- [What to do]
Can you quote the lines below exactly, starting at the line with "One point for each instance of the lattice" and going through the last one?
### Excerpted data
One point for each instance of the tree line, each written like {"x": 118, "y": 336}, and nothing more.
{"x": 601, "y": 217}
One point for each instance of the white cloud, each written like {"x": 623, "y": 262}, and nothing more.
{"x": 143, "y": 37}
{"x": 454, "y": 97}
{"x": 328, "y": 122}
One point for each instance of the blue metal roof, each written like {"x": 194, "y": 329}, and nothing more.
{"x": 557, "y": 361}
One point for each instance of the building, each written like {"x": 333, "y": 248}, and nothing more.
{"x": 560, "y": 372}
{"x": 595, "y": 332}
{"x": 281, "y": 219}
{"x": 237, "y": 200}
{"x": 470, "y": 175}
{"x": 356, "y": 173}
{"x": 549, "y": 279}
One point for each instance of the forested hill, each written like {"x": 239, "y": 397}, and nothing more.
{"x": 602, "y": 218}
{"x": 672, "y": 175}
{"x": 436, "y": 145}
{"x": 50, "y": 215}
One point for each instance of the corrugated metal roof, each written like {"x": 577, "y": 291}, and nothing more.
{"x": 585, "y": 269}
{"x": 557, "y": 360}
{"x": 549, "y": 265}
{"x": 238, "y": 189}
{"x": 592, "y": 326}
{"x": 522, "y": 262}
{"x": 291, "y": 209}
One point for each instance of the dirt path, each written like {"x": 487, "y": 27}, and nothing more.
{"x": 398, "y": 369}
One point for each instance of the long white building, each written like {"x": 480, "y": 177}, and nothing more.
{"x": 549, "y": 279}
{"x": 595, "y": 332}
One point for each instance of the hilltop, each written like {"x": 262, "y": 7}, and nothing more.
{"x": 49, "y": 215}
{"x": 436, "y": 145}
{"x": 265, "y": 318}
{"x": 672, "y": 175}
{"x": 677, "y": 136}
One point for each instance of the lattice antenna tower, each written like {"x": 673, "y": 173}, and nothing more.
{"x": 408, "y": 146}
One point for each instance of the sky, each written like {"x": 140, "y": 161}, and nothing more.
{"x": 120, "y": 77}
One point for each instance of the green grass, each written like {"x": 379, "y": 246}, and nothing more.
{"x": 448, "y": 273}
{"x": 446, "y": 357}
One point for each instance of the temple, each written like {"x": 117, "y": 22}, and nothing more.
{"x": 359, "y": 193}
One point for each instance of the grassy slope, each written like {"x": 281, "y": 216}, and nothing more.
######
- [Exercise output]
One point for each instance of the lattice antenna tower, each written like {"x": 673, "y": 173}, and nothing more.
{"x": 408, "y": 146}
One point for each instance of the sky, each written like {"x": 140, "y": 161}, and nothing more.
{"x": 120, "y": 77}
One point for each instance of the green grass, each written like {"x": 379, "y": 246}, and nothing more.
{"x": 448, "y": 273}
{"x": 446, "y": 357}
One point for each instance of the temple, each written like {"x": 117, "y": 22}, and nothing more.
{"x": 359, "y": 193}
One point for each instance of the grassy slope, each written like {"x": 281, "y": 216}, and nothing more.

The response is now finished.